> **Selected extract**:
+ + + +

In addition, I have brought qualitative research expertise to collaborations with plastic surgeons and clinical researchers, exploring how women of color experience life after mastectomy due to breast cancer and how the history of plastic surgery, racial assimilation, and passing leaves a legacy for the present.
AI, Medicine, and Society
I am co-authoring a book on AI, Medicine, and Society with Xenophon Papademetris and Emily Johns (under contract with Cambridge University Press). In the book, we introduce core concepts that will help readers become critical consumers of AI in medicine. Taking a sociotechnical and systemic perspective, the book draws on historical and contemporary examples to show how healthcare organizations, governments, technology manufacturers and others shape how technologies like medical AI are designed, evaluated, and used. Our fundamental contention is that many of the debates about the use of AI in medicine have happened before and that we can learn from them.
This book and a series of articles were informed by a National Science Foundation-funded project on Policy Design for Holding AI-Supported Systems Accountable (2021-2025), for which I was PI and social science lead. As society has become increasingly excited about and dependent on AI software systems, questions arise about how such software can be developed responsibly, particularly in health contexts. In collaboration with an interdisciplinary team of researchers from computer science, public health/medicine, and biomedical engineering, I have written on how communication and concerns can be conveyed across the lines of computer science and social science, what actionable policy and guidance around transparency might look like (in line with current capabilities and techniques in explainable AI), and how analogues like informed consent in clinical communication yield insight into what information should be provided to end users about AI systems and for which purposes. The project facilitates interactions between policy makers and software engineers in understanding capabilities and societal expectations toward forming policy goals and connecting policy to specific quality-assurance obligations for regulatory purposes.

+ + + +

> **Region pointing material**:
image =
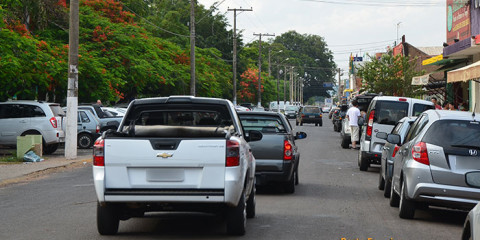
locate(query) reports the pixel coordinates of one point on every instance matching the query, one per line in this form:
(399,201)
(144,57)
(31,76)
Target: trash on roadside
(30,156)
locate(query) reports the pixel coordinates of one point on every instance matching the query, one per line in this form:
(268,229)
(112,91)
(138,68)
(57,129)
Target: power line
(382,3)
(359,44)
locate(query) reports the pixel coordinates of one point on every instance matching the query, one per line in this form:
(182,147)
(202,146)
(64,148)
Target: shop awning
(466,73)
(421,80)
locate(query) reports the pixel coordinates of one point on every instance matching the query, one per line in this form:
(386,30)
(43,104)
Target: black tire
(363,163)
(289,186)
(345,142)
(251,203)
(386,188)
(85,140)
(237,218)
(107,220)
(381,181)
(394,198)
(51,148)
(406,206)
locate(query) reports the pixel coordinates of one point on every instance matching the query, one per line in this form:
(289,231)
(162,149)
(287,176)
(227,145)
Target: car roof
(454,115)
(259,113)
(394,98)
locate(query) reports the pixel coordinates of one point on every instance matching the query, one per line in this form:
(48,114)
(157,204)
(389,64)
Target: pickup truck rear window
(179,121)
(265,124)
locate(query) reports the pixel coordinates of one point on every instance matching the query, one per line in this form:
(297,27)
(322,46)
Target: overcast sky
(348,26)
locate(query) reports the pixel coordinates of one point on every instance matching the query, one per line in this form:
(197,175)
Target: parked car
(382,115)
(325,109)
(88,129)
(276,154)
(179,153)
(107,120)
(441,149)
(291,111)
(116,112)
(20,118)
(389,151)
(471,227)
(338,117)
(309,114)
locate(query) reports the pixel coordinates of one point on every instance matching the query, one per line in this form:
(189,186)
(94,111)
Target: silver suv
(19,118)
(431,168)
(382,115)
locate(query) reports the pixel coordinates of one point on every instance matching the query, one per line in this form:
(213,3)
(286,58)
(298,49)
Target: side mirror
(382,135)
(300,135)
(394,139)
(253,135)
(473,179)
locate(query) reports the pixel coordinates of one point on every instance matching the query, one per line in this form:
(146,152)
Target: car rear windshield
(179,120)
(311,110)
(57,110)
(454,134)
(265,124)
(390,112)
(418,108)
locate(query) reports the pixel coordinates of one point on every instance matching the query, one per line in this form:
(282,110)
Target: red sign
(458,20)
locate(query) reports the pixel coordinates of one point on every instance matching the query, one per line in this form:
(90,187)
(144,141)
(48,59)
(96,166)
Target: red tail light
(370,123)
(233,154)
(395,150)
(287,150)
(53,121)
(419,153)
(98,153)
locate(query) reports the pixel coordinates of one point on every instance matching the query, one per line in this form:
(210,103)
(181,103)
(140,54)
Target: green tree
(390,75)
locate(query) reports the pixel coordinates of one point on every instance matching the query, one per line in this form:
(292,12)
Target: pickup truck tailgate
(190,164)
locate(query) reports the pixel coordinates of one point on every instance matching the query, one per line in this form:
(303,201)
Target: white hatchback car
(20,118)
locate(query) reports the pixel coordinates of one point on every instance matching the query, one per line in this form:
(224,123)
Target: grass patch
(11,158)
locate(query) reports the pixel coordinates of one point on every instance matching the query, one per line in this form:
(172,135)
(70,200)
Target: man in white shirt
(352,115)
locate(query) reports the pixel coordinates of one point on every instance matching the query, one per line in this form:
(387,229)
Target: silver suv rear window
(454,134)
(390,112)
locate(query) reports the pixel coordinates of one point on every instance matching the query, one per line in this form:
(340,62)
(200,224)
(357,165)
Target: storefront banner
(458,21)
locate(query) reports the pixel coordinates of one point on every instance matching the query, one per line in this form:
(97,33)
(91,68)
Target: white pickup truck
(177,153)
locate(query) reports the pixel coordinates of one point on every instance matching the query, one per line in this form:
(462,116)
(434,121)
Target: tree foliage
(390,75)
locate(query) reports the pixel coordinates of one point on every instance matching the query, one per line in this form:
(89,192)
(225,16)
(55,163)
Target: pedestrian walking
(435,102)
(353,114)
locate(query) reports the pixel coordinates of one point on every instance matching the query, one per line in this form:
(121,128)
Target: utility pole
(192,47)
(235,50)
(285,87)
(340,88)
(291,85)
(260,65)
(72,86)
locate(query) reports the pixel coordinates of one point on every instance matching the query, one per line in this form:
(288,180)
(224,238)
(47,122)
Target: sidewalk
(20,172)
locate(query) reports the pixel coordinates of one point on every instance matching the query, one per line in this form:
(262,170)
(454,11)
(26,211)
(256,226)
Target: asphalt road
(334,200)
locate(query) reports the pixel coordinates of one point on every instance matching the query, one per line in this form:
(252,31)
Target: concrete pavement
(11,173)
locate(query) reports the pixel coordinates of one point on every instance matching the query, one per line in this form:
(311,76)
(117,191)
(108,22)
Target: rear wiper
(466,146)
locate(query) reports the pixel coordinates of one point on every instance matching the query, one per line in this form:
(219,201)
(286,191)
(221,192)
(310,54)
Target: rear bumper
(312,120)
(420,187)
(265,177)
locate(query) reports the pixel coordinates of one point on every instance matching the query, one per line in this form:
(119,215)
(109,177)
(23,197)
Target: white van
(382,115)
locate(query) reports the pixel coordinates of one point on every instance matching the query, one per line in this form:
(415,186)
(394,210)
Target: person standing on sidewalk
(353,114)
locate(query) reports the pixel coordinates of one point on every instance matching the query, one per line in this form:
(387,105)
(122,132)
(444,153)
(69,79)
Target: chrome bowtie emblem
(164,155)
(473,152)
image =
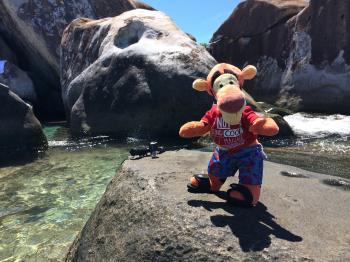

+ + + +

> **Work instructions**: Copy word for word the portion of the passage on AI in medicine that starts at "In addition, I" and ends at "for the present.".

> **Finished task**:
In addition, I have brought qualitative research expertise to collaborations with plastic surgeons and clinical researchers, exploring how women of color experience life after mastectomy due to breast cancer and how the history of plastic surgery, racial assimilation, and passing leaves a legacy for the present.